## [Consigna dada A]
Según el texto sobre la vida y la muerte, ¿qué atestigua que los griegos antiguos eran gentes religiosas?

## [Bloque de texto]
::::

En los tiempos remotos, también en los antiguos, modernos y contemporáneos, el hombre ha sido el mismo, en cuanto no ha cambiado su naturaleza existencial. No podría hacerlo, pues no depende de él.
Se ha ocupado materialmente de sí, y, quizá, especialmente, de su realidad mortal. La filosofía existencialista está colmada de tales preocupaciones y, desde luego, la religión.
Eso ha hecho que a la base de su vida, la religión y la filosofía hayan sido asuntos prioritarios dentro del ámbito de sus inquietudes. No ha habido conglomerado humano que no se haya preguntado por el sentido de la vida y de la muerte, y uno que otro filósofo que no la haya convertido en máxima preocupación, como es el caso de Martin Heidegger. La parca nos preocupa a todos.
Finalmente, ese es uno de los motivos por el cual los atenienses condenaron a Socrates, no reverenciar la muerte con la piedad religiosa. Claro que también por filosofar: sus acusadores le dijeron, deja de filosofar y se acabará el juicio. De modo que filosofar también es peligroso, en todos los tiempos. Así que por punta y punta, Sócrates no escapaba a la muerte.
La vida y la muerte, dos extremos que tienden una cuerda floja por la que pasamos, como volatineros, temblorosamente, los humanos nuestras peripecias, unas líricas y otras dramáticas.
La segunda realidad, solemos burlarla con variadas ocupaciones, unas alocadas y otras cuerdas, pero ellas no son más que distracciones temporales, al fin y al cabo la terrible llegará irremisiblemente.
Superficialmente, se tiende a creer que los griegos antiguos no hacían más que filosofar, cuando además eran gentes religiosas, esperanzadas en una ayuda sobrenatural, de los dioses, compadecidos de las impotencias humanas, a quienes se recurría también, por ejemplo, para encomendarles la victoria de una campaña militar. Así lo atestiguan sus muchos templos y santuarios. Los tenían erigidos a lo largo y ancho de su bella geografía.

::::

## [Consigna dada B]
Enumera, copiadas íntegras, todas las líneas de los registros que contienen la palabra "overcast". Las mayúsculas y minúsculas cuentan.

## [Material de origen]
::::

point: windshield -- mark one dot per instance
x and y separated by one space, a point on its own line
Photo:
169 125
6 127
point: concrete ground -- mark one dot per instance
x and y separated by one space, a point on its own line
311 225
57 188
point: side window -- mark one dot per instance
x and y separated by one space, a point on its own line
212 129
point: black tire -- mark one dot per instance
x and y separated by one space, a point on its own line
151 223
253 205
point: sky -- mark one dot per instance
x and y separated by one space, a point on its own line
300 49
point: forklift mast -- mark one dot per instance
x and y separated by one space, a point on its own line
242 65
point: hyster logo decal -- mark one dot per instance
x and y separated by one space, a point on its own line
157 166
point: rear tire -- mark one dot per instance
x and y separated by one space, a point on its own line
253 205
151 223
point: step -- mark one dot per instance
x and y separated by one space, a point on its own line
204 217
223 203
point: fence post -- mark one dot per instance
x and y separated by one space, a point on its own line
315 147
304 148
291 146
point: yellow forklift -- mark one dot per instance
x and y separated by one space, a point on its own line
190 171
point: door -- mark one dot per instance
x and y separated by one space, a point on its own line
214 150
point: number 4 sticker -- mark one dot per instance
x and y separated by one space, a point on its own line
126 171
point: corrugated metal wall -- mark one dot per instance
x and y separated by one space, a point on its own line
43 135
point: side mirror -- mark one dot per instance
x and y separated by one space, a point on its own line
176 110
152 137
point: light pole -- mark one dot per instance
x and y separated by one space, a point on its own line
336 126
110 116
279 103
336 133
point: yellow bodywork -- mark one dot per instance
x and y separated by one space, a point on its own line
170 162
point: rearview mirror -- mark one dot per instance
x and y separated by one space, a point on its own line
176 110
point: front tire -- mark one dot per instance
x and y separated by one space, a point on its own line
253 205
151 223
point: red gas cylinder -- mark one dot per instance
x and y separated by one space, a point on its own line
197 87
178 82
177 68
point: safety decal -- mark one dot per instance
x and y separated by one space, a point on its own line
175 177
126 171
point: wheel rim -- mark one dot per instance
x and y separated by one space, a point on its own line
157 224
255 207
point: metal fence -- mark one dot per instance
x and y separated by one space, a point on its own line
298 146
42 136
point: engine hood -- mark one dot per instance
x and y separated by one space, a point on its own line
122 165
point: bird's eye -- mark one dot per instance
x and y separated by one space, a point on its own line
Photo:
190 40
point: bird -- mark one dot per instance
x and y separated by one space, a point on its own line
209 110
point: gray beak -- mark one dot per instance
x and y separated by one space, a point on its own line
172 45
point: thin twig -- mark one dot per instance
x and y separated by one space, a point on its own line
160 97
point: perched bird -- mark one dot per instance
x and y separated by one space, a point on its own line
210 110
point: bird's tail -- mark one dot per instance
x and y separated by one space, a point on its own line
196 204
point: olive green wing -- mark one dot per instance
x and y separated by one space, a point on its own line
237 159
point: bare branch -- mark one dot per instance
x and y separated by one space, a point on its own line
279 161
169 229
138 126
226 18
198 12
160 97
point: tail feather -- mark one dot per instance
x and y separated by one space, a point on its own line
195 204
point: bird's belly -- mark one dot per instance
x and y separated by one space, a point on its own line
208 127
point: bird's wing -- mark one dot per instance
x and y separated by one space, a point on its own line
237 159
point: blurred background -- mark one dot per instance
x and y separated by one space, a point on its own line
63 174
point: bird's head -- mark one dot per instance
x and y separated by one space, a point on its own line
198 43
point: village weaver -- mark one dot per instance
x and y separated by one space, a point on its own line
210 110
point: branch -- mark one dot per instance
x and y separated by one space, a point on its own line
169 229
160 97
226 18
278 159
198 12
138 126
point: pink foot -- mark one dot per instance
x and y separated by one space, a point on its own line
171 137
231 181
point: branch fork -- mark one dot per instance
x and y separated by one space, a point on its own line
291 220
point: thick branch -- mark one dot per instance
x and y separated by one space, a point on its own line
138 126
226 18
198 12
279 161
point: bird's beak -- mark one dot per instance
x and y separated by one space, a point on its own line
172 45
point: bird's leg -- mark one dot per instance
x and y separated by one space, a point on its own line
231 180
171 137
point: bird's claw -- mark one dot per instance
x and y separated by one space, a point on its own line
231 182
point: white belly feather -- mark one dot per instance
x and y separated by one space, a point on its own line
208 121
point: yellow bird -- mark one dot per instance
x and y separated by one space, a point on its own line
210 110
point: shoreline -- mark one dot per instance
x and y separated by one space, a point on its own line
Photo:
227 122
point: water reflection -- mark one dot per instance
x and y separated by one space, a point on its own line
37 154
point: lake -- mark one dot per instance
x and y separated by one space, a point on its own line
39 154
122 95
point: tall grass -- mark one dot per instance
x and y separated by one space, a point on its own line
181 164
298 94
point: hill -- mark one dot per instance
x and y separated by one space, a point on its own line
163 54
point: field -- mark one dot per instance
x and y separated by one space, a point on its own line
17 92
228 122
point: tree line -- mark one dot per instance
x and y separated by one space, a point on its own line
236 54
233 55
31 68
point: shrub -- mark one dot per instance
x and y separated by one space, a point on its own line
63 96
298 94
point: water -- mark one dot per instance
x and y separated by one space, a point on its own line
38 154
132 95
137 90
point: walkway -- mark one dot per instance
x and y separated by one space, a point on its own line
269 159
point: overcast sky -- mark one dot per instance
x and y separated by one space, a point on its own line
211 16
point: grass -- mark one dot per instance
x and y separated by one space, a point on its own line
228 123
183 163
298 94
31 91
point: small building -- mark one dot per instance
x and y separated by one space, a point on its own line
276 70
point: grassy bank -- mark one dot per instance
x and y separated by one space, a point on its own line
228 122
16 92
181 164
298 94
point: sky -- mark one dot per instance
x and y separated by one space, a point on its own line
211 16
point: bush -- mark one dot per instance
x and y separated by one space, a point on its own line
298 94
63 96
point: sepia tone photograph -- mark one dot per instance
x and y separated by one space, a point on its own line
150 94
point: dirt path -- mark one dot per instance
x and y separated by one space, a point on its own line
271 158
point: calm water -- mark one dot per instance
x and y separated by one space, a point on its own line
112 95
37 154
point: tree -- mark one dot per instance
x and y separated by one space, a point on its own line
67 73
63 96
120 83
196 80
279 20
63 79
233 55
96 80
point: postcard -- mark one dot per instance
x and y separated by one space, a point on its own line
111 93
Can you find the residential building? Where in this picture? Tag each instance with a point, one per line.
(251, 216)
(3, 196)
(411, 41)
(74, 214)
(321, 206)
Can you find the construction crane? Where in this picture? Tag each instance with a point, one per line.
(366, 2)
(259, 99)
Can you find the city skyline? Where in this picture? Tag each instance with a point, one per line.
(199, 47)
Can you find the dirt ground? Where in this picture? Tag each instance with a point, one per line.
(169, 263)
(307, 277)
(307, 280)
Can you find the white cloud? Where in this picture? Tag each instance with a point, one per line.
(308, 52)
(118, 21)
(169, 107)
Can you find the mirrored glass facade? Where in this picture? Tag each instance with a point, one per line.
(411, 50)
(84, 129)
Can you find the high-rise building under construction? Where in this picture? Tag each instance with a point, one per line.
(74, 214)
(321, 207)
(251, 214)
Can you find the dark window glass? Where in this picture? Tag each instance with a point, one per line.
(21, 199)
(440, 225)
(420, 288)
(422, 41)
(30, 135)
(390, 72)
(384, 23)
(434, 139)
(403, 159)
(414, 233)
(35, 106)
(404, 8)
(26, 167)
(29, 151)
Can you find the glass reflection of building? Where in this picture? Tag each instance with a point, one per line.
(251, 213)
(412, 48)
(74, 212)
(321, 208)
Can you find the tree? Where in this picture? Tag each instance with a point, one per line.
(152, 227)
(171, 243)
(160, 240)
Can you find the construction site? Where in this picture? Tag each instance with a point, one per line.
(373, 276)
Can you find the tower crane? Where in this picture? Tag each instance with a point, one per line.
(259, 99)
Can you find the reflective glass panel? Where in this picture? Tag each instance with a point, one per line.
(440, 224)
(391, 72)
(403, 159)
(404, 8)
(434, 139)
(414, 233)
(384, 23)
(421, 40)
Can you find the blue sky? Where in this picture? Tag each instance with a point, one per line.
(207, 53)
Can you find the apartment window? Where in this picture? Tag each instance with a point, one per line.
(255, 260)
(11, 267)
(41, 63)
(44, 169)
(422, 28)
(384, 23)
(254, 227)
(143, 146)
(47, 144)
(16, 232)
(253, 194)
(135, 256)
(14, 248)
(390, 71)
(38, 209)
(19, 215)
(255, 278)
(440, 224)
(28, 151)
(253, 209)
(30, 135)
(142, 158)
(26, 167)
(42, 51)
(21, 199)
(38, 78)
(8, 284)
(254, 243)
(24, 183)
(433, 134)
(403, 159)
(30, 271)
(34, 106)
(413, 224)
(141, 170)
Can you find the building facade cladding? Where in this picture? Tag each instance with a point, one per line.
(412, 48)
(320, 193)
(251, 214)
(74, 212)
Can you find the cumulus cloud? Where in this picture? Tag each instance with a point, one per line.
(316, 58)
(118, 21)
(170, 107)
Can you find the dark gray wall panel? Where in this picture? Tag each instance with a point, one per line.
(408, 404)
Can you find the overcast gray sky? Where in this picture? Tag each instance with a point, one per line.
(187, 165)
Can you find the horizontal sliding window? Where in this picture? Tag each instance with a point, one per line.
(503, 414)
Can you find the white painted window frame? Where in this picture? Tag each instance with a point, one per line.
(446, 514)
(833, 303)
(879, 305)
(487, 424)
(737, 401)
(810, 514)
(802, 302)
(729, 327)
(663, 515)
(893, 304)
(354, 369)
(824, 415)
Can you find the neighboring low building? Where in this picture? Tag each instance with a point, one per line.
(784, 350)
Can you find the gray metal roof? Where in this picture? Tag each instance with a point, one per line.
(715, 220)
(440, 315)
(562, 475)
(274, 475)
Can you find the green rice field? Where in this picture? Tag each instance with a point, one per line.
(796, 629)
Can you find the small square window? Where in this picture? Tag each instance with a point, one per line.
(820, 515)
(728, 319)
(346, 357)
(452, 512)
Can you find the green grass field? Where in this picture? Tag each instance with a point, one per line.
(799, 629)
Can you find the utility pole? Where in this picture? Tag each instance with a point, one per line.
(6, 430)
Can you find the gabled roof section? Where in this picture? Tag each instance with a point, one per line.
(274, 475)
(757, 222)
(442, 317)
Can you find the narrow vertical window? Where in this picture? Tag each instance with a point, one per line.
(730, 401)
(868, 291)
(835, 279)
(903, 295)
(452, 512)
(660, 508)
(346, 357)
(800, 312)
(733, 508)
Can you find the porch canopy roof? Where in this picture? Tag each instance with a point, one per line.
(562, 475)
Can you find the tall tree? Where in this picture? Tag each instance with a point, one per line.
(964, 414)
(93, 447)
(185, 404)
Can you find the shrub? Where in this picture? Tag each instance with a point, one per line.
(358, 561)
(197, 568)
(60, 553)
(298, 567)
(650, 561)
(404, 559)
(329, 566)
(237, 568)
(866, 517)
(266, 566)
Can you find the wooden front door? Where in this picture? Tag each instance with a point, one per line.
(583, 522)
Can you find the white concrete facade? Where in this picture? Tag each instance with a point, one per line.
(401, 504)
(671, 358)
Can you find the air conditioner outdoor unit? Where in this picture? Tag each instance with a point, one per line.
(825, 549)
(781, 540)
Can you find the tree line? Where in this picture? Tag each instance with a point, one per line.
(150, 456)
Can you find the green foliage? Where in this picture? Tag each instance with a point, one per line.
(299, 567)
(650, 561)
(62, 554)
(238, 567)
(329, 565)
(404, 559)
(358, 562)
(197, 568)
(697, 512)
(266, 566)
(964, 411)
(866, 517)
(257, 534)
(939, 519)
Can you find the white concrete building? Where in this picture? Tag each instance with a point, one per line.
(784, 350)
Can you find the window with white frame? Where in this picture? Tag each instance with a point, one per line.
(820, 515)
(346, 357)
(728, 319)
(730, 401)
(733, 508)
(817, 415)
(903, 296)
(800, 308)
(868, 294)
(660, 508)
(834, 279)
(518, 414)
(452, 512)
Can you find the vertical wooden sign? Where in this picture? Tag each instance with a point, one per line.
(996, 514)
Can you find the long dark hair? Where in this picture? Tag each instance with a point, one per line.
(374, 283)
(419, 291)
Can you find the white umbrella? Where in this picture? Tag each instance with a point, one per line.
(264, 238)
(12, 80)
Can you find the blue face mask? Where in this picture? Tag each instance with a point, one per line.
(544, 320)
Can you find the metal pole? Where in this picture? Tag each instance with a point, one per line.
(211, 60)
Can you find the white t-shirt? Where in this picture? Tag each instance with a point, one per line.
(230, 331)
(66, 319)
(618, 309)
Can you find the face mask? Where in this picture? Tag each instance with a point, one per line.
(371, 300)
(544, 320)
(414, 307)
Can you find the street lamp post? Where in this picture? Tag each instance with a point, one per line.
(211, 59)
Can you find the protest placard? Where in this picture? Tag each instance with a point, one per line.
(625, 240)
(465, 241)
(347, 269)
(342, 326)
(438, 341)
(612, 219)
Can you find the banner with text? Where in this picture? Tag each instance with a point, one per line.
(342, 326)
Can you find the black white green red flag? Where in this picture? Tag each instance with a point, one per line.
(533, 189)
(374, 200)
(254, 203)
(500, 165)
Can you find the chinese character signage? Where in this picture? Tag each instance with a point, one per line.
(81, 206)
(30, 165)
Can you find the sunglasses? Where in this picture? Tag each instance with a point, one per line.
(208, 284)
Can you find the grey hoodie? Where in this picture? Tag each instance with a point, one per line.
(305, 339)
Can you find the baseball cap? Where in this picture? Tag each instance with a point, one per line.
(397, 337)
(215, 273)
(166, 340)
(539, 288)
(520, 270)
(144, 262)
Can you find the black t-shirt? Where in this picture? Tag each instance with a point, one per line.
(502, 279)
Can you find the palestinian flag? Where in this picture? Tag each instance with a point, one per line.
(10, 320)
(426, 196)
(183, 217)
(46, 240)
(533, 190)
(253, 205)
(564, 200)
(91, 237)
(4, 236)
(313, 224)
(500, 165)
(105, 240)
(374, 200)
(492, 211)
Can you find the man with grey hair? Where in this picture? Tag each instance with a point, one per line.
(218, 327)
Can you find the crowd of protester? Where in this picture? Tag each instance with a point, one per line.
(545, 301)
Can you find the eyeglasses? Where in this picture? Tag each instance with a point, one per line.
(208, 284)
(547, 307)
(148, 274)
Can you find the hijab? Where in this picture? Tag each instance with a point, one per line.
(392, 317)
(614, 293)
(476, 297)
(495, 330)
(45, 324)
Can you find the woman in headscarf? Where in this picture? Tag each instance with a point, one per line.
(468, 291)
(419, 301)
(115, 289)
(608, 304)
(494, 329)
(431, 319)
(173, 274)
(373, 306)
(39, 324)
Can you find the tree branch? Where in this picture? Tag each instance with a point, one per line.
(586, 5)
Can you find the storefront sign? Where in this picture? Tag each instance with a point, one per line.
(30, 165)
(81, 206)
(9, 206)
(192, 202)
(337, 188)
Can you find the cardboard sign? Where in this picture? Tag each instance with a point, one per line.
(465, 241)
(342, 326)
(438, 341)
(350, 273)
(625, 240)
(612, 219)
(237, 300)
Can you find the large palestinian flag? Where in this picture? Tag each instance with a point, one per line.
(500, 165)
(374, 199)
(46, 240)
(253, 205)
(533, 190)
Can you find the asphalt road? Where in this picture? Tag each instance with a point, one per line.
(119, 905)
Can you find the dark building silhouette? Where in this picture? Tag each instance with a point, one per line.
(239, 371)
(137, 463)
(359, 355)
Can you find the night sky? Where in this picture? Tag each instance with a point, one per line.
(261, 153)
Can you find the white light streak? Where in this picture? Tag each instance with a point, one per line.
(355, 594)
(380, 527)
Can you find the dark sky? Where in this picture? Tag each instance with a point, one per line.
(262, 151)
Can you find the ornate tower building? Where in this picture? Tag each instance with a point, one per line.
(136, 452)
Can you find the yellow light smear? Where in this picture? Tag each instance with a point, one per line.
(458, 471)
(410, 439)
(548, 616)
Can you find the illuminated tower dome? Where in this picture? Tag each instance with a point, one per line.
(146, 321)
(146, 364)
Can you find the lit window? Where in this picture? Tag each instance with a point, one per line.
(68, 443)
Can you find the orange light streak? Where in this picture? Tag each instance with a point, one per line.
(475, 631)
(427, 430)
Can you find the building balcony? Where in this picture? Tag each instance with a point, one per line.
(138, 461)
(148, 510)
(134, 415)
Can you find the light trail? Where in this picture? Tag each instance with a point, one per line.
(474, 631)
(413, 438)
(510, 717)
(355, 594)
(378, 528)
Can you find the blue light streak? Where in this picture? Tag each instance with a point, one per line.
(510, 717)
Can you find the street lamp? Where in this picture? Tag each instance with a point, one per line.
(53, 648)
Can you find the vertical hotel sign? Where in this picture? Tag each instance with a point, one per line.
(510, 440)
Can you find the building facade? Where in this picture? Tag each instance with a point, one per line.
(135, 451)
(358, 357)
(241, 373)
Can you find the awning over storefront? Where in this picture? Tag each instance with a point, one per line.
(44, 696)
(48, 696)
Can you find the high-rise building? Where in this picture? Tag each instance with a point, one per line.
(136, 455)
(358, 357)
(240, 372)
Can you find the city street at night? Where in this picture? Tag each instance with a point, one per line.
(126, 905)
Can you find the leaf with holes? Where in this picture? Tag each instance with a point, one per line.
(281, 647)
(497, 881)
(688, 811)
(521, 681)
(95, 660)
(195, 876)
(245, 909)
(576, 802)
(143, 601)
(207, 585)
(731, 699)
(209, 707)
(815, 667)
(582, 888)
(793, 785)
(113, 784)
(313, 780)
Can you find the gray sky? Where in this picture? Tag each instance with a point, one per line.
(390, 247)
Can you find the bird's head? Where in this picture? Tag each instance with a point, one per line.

::::

## [Resultado correcto A]
Sus muchos templos y santuarios.

## [Resultado correcto B]
point: overcast sky -- mark one dot per instance
Can you find the overcast gray sky? Where in this picture? Tag each instance with a point, one per line.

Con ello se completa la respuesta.